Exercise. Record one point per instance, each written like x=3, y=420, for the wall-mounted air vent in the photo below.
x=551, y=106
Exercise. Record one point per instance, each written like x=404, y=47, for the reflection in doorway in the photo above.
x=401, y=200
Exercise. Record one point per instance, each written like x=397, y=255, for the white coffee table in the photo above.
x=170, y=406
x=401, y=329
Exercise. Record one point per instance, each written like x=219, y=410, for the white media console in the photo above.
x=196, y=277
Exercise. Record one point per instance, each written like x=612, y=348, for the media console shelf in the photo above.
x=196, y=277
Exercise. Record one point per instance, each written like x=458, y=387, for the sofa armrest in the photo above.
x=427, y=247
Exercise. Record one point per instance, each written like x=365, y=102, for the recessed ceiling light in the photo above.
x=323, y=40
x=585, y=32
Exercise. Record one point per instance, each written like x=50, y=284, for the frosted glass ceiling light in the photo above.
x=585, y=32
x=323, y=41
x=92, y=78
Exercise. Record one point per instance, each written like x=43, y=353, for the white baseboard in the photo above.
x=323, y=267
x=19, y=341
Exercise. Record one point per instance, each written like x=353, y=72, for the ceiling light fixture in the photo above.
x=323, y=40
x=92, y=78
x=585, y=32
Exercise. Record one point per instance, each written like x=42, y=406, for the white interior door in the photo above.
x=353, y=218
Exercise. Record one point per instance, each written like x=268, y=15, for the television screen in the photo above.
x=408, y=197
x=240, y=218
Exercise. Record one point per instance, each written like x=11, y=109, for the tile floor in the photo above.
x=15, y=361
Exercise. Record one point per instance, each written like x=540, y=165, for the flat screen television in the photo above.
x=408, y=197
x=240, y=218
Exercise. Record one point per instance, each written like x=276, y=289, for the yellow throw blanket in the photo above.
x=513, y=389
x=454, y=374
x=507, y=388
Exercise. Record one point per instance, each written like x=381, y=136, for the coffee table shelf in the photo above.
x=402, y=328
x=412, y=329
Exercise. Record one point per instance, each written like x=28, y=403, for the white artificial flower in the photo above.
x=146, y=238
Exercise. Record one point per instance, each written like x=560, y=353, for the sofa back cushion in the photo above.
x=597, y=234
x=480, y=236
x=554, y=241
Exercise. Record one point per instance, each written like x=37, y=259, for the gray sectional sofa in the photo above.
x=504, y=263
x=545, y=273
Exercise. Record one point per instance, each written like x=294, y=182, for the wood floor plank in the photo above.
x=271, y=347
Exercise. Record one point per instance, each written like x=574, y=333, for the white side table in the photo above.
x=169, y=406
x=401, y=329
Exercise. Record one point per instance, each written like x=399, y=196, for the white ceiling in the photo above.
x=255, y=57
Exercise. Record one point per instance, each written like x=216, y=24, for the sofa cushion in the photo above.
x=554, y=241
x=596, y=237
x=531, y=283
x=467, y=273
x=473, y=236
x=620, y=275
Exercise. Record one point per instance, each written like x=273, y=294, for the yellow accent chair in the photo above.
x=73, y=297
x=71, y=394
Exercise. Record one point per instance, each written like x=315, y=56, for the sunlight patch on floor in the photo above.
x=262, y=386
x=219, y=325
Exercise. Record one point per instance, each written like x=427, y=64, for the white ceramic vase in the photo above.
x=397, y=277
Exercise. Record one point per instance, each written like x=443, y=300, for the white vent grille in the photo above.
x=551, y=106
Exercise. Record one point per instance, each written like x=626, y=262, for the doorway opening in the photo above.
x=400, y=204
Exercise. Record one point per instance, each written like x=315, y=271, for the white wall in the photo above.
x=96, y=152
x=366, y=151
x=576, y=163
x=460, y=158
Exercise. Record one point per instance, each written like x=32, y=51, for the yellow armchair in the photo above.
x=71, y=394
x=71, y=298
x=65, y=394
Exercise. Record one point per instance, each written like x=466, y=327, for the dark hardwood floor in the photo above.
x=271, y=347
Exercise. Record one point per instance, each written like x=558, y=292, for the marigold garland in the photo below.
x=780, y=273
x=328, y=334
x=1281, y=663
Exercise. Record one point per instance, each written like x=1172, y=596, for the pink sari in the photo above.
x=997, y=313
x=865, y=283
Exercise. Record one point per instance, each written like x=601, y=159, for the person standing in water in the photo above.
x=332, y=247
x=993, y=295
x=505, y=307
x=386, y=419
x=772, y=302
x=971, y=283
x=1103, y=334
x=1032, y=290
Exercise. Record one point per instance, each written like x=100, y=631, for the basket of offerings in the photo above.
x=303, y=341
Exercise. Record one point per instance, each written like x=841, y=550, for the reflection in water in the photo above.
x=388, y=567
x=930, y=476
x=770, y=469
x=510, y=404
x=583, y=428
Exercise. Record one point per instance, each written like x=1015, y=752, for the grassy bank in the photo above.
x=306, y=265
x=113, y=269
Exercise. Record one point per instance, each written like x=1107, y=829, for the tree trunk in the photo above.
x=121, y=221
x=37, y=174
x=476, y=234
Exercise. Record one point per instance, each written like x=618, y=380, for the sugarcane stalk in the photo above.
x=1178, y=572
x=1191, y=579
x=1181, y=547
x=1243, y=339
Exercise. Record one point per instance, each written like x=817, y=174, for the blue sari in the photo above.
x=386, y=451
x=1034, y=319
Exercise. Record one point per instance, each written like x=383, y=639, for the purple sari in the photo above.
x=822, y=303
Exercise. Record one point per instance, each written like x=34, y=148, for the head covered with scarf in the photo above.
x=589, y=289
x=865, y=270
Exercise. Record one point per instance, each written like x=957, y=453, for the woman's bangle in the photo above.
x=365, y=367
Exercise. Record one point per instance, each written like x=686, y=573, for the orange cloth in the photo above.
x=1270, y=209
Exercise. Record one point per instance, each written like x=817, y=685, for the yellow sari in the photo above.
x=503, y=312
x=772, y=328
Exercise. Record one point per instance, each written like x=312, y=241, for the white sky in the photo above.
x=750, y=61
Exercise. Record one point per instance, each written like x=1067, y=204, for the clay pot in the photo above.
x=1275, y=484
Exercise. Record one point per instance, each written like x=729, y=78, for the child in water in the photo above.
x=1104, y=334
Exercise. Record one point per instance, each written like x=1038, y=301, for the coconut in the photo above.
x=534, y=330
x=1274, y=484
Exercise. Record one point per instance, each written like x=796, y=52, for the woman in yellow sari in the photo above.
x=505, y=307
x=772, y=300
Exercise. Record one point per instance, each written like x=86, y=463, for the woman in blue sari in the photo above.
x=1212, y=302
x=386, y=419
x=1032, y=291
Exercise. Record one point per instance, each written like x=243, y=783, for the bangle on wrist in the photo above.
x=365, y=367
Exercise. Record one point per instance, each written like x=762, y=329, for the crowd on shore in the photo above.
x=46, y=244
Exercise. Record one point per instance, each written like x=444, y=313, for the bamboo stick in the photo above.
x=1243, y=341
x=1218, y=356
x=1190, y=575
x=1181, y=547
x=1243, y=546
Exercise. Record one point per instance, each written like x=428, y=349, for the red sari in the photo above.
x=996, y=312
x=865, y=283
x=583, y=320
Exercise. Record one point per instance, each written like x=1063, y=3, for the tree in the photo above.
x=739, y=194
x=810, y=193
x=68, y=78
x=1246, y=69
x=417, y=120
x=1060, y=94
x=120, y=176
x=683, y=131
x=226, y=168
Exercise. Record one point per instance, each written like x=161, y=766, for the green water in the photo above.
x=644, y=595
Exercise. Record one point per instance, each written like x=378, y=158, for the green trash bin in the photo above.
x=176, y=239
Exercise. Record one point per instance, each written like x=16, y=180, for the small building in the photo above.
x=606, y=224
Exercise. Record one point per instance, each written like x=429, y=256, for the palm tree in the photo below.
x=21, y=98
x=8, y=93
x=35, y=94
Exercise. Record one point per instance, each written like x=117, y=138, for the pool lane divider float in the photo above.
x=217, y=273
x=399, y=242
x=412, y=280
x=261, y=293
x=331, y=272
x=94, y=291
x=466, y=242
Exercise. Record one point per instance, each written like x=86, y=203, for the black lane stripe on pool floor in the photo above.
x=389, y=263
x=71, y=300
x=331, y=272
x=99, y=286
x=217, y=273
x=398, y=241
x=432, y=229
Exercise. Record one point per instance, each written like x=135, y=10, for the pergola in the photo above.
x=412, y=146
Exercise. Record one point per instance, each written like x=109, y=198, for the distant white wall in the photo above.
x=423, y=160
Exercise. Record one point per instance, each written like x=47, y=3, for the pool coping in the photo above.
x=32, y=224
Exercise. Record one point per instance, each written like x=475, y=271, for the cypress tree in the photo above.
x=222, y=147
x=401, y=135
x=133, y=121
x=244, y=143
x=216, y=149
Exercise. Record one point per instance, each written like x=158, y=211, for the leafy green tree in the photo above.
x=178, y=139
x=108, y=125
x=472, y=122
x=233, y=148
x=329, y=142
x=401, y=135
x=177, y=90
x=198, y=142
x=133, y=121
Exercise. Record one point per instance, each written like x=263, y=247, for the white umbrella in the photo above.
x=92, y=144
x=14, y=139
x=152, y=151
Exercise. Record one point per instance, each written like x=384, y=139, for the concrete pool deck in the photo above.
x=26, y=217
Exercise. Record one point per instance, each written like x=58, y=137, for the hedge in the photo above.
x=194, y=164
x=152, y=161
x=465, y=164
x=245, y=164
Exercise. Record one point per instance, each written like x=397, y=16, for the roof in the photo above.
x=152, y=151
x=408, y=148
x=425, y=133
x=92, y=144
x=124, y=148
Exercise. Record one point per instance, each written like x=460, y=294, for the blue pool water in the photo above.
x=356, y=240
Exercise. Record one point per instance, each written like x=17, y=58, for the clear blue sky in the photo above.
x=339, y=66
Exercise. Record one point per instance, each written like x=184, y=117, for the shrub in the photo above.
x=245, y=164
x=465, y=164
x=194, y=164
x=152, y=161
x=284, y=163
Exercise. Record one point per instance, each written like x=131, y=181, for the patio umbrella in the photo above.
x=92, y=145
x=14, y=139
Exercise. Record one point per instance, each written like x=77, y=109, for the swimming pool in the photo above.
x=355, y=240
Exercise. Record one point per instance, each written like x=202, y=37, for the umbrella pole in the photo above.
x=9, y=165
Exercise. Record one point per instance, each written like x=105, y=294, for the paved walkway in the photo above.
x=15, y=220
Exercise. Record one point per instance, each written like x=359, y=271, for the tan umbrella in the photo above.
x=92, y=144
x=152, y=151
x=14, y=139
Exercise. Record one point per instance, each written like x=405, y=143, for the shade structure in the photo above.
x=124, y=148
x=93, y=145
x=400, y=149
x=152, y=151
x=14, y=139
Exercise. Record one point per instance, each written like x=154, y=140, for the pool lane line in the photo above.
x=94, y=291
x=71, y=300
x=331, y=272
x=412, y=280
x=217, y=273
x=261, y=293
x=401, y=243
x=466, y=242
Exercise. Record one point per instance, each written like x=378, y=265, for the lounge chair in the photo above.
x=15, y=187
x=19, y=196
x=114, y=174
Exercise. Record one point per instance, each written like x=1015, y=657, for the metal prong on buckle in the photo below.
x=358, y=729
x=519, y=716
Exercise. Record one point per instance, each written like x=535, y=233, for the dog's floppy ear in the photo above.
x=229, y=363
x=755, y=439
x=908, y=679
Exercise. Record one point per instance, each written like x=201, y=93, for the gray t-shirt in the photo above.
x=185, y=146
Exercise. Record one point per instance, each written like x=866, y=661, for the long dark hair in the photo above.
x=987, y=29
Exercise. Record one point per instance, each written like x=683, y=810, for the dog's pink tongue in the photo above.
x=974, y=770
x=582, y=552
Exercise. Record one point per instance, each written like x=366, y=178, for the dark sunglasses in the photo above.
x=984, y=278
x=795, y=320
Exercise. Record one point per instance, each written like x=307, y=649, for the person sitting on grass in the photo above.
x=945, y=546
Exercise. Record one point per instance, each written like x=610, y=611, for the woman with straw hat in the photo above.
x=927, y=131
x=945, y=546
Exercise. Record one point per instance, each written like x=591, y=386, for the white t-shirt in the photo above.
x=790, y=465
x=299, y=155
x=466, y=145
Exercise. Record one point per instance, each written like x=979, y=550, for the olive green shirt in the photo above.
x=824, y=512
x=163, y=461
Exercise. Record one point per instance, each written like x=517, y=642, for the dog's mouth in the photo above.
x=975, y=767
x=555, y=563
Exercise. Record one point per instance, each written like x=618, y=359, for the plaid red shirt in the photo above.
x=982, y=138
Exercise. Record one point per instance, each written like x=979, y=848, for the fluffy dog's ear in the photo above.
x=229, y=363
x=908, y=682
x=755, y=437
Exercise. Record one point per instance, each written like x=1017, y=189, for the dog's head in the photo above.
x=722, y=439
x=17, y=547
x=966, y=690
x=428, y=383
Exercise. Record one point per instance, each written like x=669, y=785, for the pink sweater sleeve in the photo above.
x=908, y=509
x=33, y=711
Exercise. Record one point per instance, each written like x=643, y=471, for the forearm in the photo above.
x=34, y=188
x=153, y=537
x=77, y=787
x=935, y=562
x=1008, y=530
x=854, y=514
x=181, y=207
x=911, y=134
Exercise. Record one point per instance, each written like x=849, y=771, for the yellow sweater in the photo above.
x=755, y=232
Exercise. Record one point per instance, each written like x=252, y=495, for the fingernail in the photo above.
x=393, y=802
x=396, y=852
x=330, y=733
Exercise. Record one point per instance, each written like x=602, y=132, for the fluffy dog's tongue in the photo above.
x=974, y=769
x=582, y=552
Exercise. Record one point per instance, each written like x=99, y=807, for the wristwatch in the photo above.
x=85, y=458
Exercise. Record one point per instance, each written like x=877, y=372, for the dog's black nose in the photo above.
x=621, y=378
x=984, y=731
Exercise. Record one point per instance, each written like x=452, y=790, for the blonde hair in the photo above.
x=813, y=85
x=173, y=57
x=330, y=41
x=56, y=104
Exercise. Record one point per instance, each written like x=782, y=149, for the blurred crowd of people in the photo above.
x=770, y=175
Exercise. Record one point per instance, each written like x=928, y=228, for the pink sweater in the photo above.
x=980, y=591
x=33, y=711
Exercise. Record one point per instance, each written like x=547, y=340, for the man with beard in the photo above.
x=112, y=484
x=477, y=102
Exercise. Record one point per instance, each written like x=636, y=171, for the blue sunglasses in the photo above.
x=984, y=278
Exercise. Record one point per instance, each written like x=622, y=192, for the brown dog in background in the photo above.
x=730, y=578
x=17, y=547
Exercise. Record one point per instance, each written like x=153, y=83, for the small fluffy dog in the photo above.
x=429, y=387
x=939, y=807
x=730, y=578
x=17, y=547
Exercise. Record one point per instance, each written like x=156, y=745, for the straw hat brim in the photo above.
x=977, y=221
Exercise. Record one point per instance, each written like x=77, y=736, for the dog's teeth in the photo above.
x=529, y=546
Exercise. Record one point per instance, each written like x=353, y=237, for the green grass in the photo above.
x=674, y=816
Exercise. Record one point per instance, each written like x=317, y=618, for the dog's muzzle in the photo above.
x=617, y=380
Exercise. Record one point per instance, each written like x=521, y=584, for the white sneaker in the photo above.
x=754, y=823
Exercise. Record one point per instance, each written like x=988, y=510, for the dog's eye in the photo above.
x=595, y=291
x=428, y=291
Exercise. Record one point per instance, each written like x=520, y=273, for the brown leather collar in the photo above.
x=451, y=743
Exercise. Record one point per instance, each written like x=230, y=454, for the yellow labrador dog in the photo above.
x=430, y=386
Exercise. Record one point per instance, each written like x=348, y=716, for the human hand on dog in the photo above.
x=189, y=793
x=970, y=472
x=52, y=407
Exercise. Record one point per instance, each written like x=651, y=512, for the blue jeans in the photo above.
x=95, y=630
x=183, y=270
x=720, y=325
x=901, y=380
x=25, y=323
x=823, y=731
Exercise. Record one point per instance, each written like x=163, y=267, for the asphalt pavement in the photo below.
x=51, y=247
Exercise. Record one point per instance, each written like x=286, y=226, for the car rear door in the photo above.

* * * * * * * * *

Copy the records from the line that has "floppy ear in the photo above." through the line that has "x=185, y=146", replacing "gray t-shirt" with "gray shirt" and leaving all else unchanged.

Exercise. Record one point per instance, each written like x=535, y=233, for the dog's floppy ear in the photo above.
x=229, y=363
x=755, y=439
x=908, y=679
Exercise. Record one point per instance, each written like x=201, y=93, for the gray shirt in the photo above.
x=185, y=146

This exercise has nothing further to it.